▶ _Sección de texto_
En los años ochenta Claude Chabrol ya era un reconocido maestro que rodaba el cine que quería. Así, en esa época haría varios policíacos, pero muy a su manera, diferenciándose del “polar” o cine negro a la francesa que popularizaron los grandes de este género a la gala, desde H.G. Clouzot a Jacques Becker, sin olvidar a los clásicos Marcel Carné y Julien Duvivier, o el mejor de todos ellos, Jean-Pierre Melville.
Sin embargo, Chabrol practicaba en el policíaco un eclecticismo ciertamente estimulante, pudiendo combinar cine negro y comedia, como en Pollo al vinagre (1985), con el thriller más clásico, como ocurría en Inspecteur Lavardin (1986), o hacer una versión muy personal de una de las más fascinantes novelas de Patricia Highsmith en esta El grito de la lechuza, que trata un tema tan delicado, tan vidrioso, como el voyerismo, y cómo esa “afición” (por llamarla de alguna manera...) puede esconder, sin embargo, un auténtico ejercicio de fatalismo y azar, quizá de puro amor.

▶ _Datos para analizar_
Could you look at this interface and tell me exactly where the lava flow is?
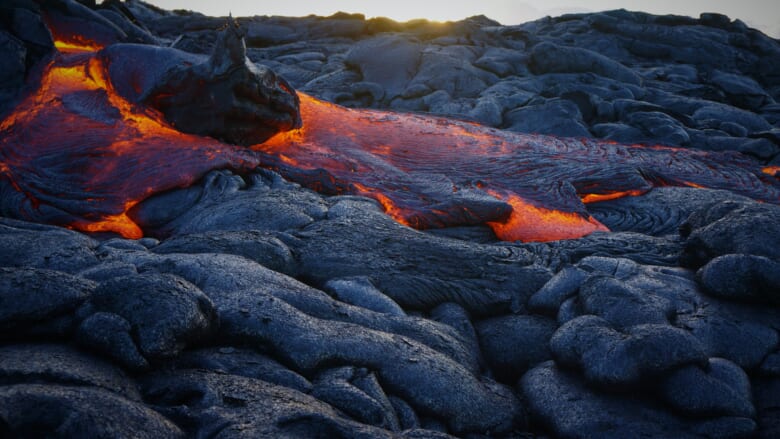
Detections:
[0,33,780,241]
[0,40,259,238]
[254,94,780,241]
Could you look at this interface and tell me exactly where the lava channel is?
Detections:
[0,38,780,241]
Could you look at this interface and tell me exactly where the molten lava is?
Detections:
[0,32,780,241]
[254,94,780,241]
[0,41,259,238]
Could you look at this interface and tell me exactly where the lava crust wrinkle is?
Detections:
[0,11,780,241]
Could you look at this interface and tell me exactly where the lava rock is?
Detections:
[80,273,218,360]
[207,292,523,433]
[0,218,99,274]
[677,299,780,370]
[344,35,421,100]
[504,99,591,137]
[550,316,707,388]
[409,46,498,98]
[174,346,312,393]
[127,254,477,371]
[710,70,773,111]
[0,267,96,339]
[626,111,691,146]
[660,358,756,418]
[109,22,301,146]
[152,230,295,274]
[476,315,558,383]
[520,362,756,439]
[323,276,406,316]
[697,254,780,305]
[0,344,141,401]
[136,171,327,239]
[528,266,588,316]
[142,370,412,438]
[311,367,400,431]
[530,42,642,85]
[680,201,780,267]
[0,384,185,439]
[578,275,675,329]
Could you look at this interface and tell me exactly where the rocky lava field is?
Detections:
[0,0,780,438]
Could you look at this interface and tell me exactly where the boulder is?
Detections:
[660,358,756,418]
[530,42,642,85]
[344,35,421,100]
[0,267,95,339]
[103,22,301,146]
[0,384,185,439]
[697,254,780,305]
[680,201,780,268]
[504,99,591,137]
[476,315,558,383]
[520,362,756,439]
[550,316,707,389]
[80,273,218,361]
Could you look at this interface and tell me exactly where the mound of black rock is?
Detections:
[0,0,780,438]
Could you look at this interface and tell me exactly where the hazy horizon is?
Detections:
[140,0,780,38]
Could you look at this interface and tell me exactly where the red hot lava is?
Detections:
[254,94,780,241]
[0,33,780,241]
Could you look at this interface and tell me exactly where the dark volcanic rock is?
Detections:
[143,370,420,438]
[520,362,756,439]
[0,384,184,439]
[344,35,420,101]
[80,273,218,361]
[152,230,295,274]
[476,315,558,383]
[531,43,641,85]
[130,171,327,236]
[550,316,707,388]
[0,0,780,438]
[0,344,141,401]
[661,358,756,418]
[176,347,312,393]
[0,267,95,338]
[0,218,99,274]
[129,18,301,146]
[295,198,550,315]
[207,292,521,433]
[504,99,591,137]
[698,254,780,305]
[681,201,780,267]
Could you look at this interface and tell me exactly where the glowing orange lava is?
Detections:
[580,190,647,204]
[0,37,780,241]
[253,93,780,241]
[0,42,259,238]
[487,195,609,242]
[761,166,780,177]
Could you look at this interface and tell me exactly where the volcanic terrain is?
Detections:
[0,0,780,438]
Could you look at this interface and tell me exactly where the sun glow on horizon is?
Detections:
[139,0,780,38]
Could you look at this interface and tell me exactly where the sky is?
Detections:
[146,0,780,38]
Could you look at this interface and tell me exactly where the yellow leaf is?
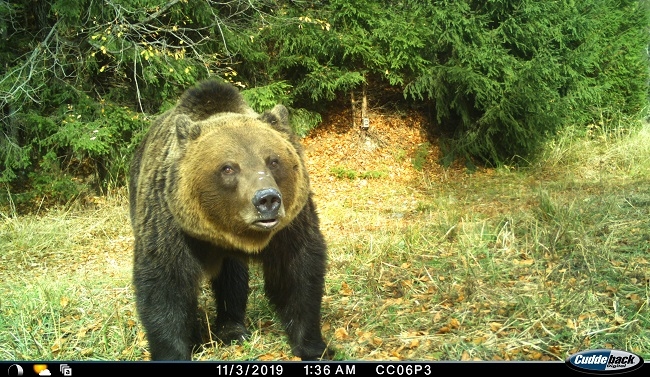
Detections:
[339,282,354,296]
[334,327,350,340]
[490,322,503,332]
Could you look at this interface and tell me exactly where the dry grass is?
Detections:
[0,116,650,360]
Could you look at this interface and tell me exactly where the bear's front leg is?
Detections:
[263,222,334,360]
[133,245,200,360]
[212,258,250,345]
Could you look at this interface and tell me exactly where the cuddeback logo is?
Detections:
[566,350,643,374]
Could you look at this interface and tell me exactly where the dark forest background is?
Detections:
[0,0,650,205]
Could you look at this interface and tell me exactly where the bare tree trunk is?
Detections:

▶ _Actividad_
Cita textualmente el pasaje del texto sobre el cine policíaco de Chabrol que empieza en "Sin embargo, Chabrol" y termina en "de puro amor.".

▶ _Solución del ejercicio_
Sin embargo, Chabrol practicaba en el policíaco un eclecticismo ciertamente estimulante, pudiendo combinar cine negro y comedia, como en Pollo al vinagre (1985), con el thriller más clásico, como ocurría en Inspecteur Lavardin (1986), o hacer una versión muy personal de una de las más fascinantes novelas de Patricia Highsmith en esta El grito de la lechuza, que trata un tema tan delicado, tan vidrioso, como el voyerismo, y cómo esa “afición” (por llamarla de alguna manera...) puede esconder, sin embargo, un auténtico ejercicio de fatalismo y azar, quizá de puro amor.